*Stated goal*. Put each line of the material below into a JSON list of strings, one string per line, skipping blank lines and leaving out the pictures.

*Record list*.
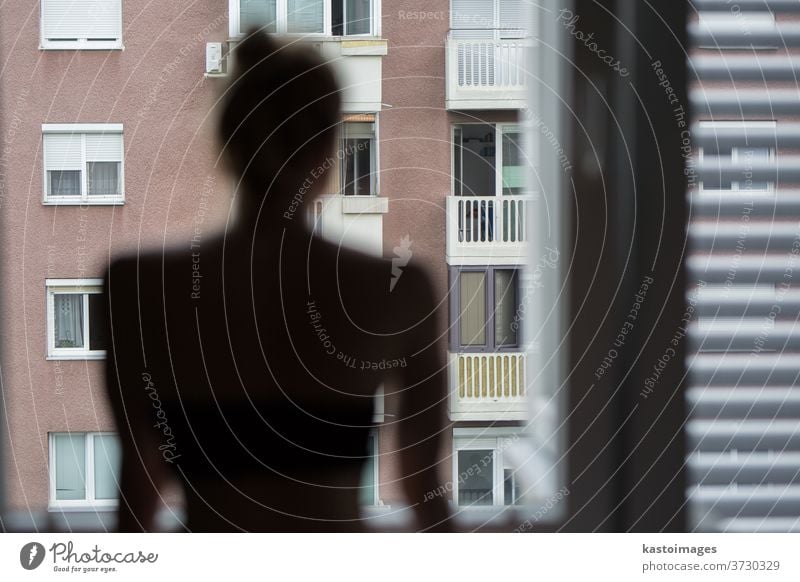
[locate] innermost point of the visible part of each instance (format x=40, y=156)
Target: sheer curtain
x=70, y=462
x=505, y=297
x=357, y=14
x=258, y=13
x=305, y=16
x=473, y=308
x=107, y=459
x=64, y=182
x=68, y=320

*Response to the task*.
[
  "[locate] innermost point of the visible part of each instance (format x=40, y=156)",
  "Target: sheer curtain",
  "x=70, y=462",
  "x=505, y=297",
  "x=357, y=14",
  "x=258, y=13",
  "x=305, y=16",
  "x=473, y=308",
  "x=107, y=459",
  "x=64, y=182",
  "x=68, y=320"
]